◆ PASSAGE FOR REVIEW ◆
════
Traditional Korean holiday

Seollal is a Korean traditional festival and national holiday commemorating the first day of the Korean lunisolar calendar. It is one of the most important traditional holidays for ethnic Koreans, being celebrated in both North Korea and South Korea as well as Korean diaspora all around the world.

Seol, written as "설" in Middle Korean in Hangul, means "year of age" since it is also the date when Koreans grow a year older, though in South Korea this has changed as of 2023. The modern Korean word for "age" – sal is derived from the same origin as seol. Nal (날) means day in Korean, derived from Old Korean *NAl. The Hanja term won-il (元日) is used, when referring to the date of the lunar new year of the Korean calendar itself. The Korean lunisolar calendar, like most other East Asian calendars such as those of Japan, Mongolia, Vietnam, among others, are all derived from historical variants of Chinese ones such as the Shixian calendar of the Ming dynasty. China and Japan use different terms for their respective new years, such as 正月 or 元日, which are derived from Classical Chinese.

During this time, many Koreans would visit their family, perform ancestral rites, wear the hanbok / Chosŏn-ot, eat traditional food and play traditional folk games. One of the most well known practices in the current day is receiving money from their elders after performing a formal bow, a tradition likely adopted from Confucian customs.

Seollal generally occurs in January or February on the second new moon after the winter solstice, unless there is an intercalary eleventh or twelfth month in the lead-up to the New Year. In such a case, the New Year falls on the third new moon after the solstice.

== Names ==
'Seollal' generally refers to Eumnyeok Seollal (also known as 'Gujeong'). 'Seollal' may also refer to Yangnyeok Seollal, also known as Sinjeong.

While Korean New Year is generally referred to as Seollal, it has been called by many other names. They are listed in the table below.

| Literal translation | Hangul | Hanja | RR | MR |
| The first day | 원일 | 元日 | Wonil | Wŏnil |
| The first morning | 원단 | 元旦 | Wondan | Wŏndan |
| 원조 | 元朝 | Wonjo | Wŏnjo |
| The first month | 원정 | 元正 | Wonjeong | Wŏnjŏng |
| The first new | 원신 | 元新 | Wonsin | Wŏnshin |
| The morning of the first month | 정조 | 正朝 | Jeongjo | Chŏngjo |
| The head of the year | 세수 | 歲首 | Sesu | Sesu |
| 연두 | 年頭 | Yeondu | Yŏndu |
| 연수 | 年首 | Yeonsu | Yŏnsu |
| The beginning of the year | 세초 | 歲初 | Secho | Sech'o |
| 연시 | 年始 | Yeonsi | Yŏnshi |

== History ==
=== Adaptation to the Chinese calendar ===
The earliest attestations of the festivals and customs surrounding Seollal are found in the Dongyi section of Volume 30 of the Book of Wei (魏書 東夷傳), of the contemporary Chinese historical work called the Records of the Three Kingdoms (三國志). Worshipping events with the celebration of singing and dancing was recorded in Buyeo during what was the 12th month (殷正月) of the lunisolar calendar at that time.

The earliest records of Seollal celebrations are included in the 7th century Chinese historical works, called the Book of Sui (隋書) and the Old Book of Tang (舊唐書), containing excerpts of national rituals and festivals in Silla in the 7th century. Discontinued practices for worshipping deities from the native folk religion such as the ones of the sun and moon are also mentioned.
════
◆ INFORMATION GIVEN ◆
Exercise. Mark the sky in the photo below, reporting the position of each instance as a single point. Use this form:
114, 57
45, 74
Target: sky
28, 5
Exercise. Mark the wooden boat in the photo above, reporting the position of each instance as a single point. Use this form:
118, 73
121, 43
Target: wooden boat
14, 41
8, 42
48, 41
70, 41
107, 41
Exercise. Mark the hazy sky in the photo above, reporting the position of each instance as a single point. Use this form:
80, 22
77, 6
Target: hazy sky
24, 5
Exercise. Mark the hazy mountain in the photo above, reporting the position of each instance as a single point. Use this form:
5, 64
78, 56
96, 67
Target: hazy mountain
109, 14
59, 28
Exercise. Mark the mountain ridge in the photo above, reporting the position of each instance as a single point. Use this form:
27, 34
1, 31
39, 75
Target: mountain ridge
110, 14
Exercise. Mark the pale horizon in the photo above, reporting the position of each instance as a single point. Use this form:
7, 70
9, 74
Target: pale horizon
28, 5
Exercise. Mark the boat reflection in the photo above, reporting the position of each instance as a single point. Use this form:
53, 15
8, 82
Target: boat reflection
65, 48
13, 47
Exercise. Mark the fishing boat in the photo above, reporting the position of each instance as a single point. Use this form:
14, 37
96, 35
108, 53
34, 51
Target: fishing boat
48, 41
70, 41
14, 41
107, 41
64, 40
════
◆ TASK LIST ◆
1 - Copy the passage on Seollal from "The earliest records" to "are also mentioned.".
2 - According to the passage on Seollal, in which months does the holiday generally occur?

◆ PER-TASK OUTPUTS ◆
1 -
The earliest records of Seollal celebrations are included in the 7th century Chinese historical works, called the Book of Sui (隋書) and the Old Book of Tang (舊唐書), containing excerpts of national rituals and festivals in Silla in the 7th century. Discontinued practices for worshipping deities from the native folk religion such as the ones of the sun and moon are also mentioned.

2 - January or February.